▸ **DOCUMENT SEGMENT**
----

In Afar, young people were aware of bans on public gatherings including religious ceremonies and some had adapted to praying at home (although others noted that Friday prayers at the mosque were still being carried out), while in South Gondar, people were still attending religious events and funerals in large numbers.
Since the declaration of the ban on public gatherings, including the closure of schools and universities, in mid-March, there have been multidimensional effects on young people’s daily lives. A key impact on adolescents has been the disruption to their studies. While there have been some efforts at online schooling in large urban centers, adolescents in school highlighted that with national exams looming, the closure of schools is a particular source of stress and a priority to address.
Others noted that education had become reprioritized given the pressing economic challenges their communities were now facing. As an 18-year-old adolescent from Community L in East Hararghe noted that “There is no education now. Schools were closed 15 day before. Now my friends and I support the family in farming. We spend much of our time in watering the khat plants and we go home only in the evening. We have no time to study. We also do not know how long the schools would be closed. Now no one talks about education here. We talk only about our farms and the
impact of corona virus on our economy.”
For young people dependent on daily labour, petty trading and small businesses, the closure of markets has seen a dramatic decrease in their livelihoods and is a source of great concern. As a 19-year-old student from Dire Dawa who supports himself in daily-wage labour said that many business centers in our city are closed, thus many people are sitting idle and facing livelihood challenges, especially those who are working as daily laborers.
“Due to business lockdown amidst the corona pandemic, I stopped my business. So now, I am planning to return back to my family in a rural area, but since they are far from Ebenat and there is no public transport available, I can’t go and highly worrying for the coming days if the lockdown continues” said 18 years old blind and attending Grade 6 at Ebenat town.
Most adolescent respondents were supportive of the government restrictions to date, including the measures banning public gatherings and restricting transportation to rural areas. Adolescents in rural sites felt that with transport linkages curtailed from urban areas they would be shielded from the disease.
However, there was an overwhelming sense that outside of urban centers and district towns, efforts by local governments to inform communities and raise awareness about locally relevant prevention measures had been very limited, and in a number of cases exacerbated by the fact that teachers and health workers had left the localities where they were working and returned to their home towns. In Afar, young people noted that the district health officials were making announcements through megaphones near the marketplace in the district town, but otherwise they had not been visible at the community level and people were relying on dagu, the traditional information-sharing system of the Afar people.
A 17 year-old boy at Dire Dawa said “for me the best solution is the government should carry out intensive health promotion through face-to-face sessions, as many people in Dire Dawa, especially the youths, don’t have the habit of listening to broadcast media.”
There is an urgent need to invest in widespread and more tailored public awareness campaigns about infection transmission mechanisms and prevention approaches, especially in rural areas, to help communities better prepare.

----

▸ **RECORDED DATA**

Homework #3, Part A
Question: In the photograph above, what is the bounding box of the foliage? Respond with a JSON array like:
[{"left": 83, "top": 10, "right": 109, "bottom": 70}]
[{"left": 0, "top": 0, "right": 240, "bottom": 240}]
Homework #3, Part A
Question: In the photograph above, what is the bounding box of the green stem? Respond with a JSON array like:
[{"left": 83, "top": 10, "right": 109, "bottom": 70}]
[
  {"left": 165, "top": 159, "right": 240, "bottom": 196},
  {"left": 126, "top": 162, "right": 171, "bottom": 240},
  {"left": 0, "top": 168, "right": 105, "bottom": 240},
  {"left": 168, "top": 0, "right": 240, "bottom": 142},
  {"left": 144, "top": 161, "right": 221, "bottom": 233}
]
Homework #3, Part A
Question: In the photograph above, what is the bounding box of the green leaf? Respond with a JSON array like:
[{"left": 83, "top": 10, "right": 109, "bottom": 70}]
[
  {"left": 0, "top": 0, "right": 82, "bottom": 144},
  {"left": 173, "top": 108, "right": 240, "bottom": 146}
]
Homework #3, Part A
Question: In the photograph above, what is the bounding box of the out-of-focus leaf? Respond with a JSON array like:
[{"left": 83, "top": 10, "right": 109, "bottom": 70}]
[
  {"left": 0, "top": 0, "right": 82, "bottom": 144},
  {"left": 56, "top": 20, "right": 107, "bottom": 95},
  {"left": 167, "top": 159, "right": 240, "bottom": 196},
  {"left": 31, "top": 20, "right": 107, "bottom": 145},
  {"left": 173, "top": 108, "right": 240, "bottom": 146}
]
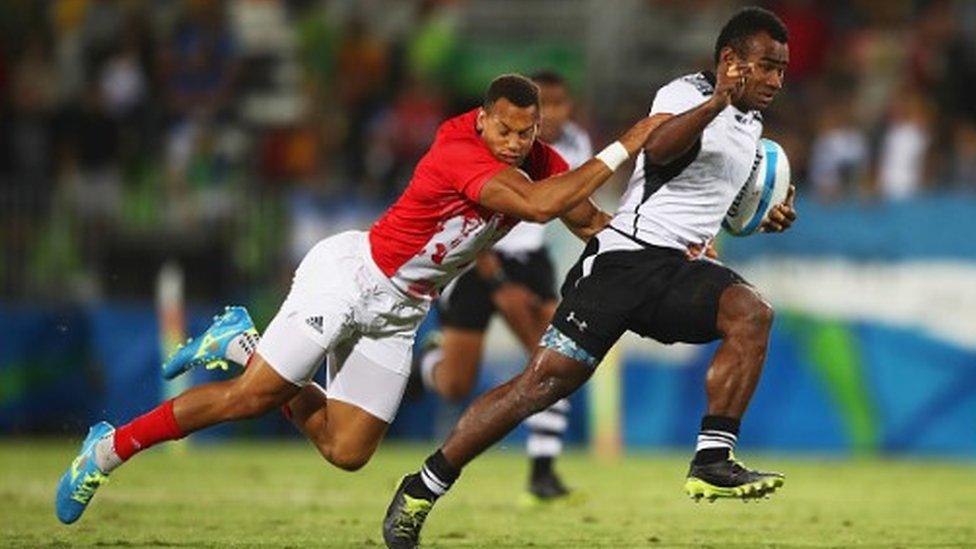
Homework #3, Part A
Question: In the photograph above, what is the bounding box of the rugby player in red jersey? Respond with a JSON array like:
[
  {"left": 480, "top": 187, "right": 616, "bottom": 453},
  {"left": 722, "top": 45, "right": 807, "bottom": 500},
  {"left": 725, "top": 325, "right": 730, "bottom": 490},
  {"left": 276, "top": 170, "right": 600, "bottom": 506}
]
[{"left": 55, "top": 75, "right": 654, "bottom": 524}]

----

▸ **TRY IT**
According to the text above on young people under the pandemic restrictions, what traditional information-sharing system of the Afar people were people in Afar relying on?

▸ **OUTPUT**
Dagu.